**Passage given**.

++++++

Scaffold a starting workflow with privaci generate-ci, then add the dispatch input and input validation. The engineer on call fills in one field; the rest runs unattended.

# .github/workflows/support-repro-db.yml
name: support-repro-db
on:
  workflow_dispatch:
    inputs:
      organization_id:
        description: "Numeric organization id (no slug, no quotes)"
        required: true
        type: string

jobs:
  build-repro:
    runs-on: ubuntu-latest
    env:
      SOURCE_DB_URL:  ${{ secrets.DR_WARM_STANDBY_URL }}
      TARGET_DB_URL:  ${{ secrets.SUPPORT_REPRO_DB_URL }}
      ANONYMIZATION_SALT: ${{ secrets.ANONYMIZATION_SALT }}
      PRIVACI_MARKETPLACE_PRODUCT_CODE: ${{ secrets.PRIVACI_MARKETPLACE_PRODUCT_CODE }}

    steps:
      - uses: actions/checkout@v4

      - name: Validate org id
        run: |
          [[ "${{ inputs.organization_id }}" =~ ^[0-9]+$ ]] || \
            { echo "organization_id must be numeric"; exit 1; }

      - name: Render subset predicate
        run: |
          sed -i "s/id = 451/id = ${{ inputs.organization_id }}/g" \
            commercial-extensions.yaml
          sed -i "s/organization_id = 451/organization_id = ${{ inputs.organization_id }}/g" \
            commercial-extensions.yaml

      - name: Mask tenant slice
        run: |
          docker run --rm \
            -e SOURCE_DB_URL -e TARGET_DB_URL -e ANONYMIZATION_SALT \
            -e PRIVACI_MARKETPLACE_PRODUCT_CODE \
            -v "$PWD/commercial-extensions.yaml:/config/commercial-extensions.yaml:ro" \
            -v "$PWD/mask-rules.yaml:/config/mask-rules.yaml:ro" \
            ghcr.io/boundarylogic/privaci-commercial:1.0.1 \
            privaci run \
              --config /config/mask-rules.yaml \
              --commercial-extensions /config/commercial-extensions.yaml

      - name: Post connection string to Slack
        if: success()

++++++

**Dataset records**.

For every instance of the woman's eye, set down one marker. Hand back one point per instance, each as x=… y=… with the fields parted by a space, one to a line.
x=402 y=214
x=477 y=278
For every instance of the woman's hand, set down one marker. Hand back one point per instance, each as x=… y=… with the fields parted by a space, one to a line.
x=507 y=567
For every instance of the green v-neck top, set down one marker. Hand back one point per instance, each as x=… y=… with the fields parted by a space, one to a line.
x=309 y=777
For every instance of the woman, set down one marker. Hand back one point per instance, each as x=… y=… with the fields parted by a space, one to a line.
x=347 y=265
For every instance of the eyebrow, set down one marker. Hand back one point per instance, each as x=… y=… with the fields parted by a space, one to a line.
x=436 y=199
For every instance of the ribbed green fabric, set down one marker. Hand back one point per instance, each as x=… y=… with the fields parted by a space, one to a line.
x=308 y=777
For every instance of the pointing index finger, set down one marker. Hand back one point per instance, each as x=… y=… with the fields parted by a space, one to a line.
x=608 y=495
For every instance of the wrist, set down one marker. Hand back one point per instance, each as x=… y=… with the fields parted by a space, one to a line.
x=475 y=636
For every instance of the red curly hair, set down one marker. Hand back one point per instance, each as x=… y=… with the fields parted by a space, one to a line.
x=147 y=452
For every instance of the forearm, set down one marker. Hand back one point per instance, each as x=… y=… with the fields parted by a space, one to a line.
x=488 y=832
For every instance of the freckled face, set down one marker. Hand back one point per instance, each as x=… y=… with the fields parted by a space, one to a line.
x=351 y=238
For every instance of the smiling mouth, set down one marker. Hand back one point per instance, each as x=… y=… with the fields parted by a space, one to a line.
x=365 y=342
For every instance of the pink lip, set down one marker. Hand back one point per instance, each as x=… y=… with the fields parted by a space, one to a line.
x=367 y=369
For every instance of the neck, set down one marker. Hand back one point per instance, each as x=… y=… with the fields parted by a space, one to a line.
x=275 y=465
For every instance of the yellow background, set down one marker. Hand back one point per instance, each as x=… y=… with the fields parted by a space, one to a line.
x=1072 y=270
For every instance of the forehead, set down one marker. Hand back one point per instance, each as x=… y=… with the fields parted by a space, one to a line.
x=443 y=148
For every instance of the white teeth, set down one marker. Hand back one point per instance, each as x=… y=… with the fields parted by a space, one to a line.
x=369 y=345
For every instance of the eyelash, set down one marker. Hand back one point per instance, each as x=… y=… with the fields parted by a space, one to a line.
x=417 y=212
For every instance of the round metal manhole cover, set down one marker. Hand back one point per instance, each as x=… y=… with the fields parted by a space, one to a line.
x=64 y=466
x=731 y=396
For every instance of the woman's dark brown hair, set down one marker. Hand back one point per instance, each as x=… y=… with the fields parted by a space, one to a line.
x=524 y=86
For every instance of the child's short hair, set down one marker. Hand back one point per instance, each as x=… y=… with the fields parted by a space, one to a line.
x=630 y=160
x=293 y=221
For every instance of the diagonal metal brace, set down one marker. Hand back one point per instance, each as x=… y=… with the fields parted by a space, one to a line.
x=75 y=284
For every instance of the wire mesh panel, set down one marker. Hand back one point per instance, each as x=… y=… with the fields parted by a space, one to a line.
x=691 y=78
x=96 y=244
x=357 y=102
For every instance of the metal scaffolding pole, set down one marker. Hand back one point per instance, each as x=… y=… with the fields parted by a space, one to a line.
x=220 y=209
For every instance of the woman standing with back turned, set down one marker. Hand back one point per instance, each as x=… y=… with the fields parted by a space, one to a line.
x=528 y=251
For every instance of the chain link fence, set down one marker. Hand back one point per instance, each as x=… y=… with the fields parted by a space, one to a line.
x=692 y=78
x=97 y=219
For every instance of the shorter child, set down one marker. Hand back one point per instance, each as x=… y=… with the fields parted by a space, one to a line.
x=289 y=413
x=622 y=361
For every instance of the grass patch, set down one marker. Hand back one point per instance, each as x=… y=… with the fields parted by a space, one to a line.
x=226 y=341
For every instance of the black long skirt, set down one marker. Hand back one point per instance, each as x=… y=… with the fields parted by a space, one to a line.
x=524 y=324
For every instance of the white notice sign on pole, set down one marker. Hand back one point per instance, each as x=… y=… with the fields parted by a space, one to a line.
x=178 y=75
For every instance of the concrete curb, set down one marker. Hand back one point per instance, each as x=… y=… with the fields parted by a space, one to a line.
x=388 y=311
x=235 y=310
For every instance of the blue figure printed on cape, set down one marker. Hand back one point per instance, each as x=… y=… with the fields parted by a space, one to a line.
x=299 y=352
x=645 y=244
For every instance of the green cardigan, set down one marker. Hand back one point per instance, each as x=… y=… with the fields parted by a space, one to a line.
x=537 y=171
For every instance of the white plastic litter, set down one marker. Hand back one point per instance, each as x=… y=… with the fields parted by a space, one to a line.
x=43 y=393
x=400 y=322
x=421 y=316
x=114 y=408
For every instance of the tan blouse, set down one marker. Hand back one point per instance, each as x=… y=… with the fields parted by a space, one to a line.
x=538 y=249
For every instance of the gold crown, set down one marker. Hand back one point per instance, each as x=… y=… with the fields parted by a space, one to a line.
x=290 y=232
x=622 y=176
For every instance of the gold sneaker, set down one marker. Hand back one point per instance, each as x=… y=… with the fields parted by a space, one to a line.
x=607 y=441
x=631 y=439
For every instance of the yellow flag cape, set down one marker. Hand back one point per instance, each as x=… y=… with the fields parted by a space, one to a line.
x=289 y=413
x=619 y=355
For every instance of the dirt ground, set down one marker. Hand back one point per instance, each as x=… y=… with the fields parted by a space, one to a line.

++++++

**Complete the following**.
1. In the support-repro-db workflow, which container image does the "Mask tenant slice" step run?
2. Print the part of the support-repro-db workflow that opens with the words containing "- name: Mask" and closes with "if: success()".
3. List the name given to each step in the support-repro-db workflow.

**Answers to the exercises**.
1. ghcr.io/boundarylogic/privaci-commercial:1.0.1

2.
- name: Mask tenant slice
        run: |
          docker run --rm \
            -e SOURCE_DB_URL -e TARGET_DB_URL -e ANONYMIZATION_SALT \
            -e PRIVACI_MARKETPLACE_PRODUCT_CODE \
            -v "$PWD/commercial-extensions.yaml:/config/commercial-extensions.yaml:ro" \
            -v "$PWD/mask-rules.yaml:/config/mask-rules.yaml:ro" \
            ghcr.io/boundarylogic/privaci-commercial:1.0.1 \
            privaci run \
              --config /config/mask-rules.yaml \
              --commercial-extensions /config/commercial-extensions.yaml

      - name: Post connection string to Slack
        if: success()

3.
Validate org id
Render subset predicate
Mask tenant slice
Post connection string to Slack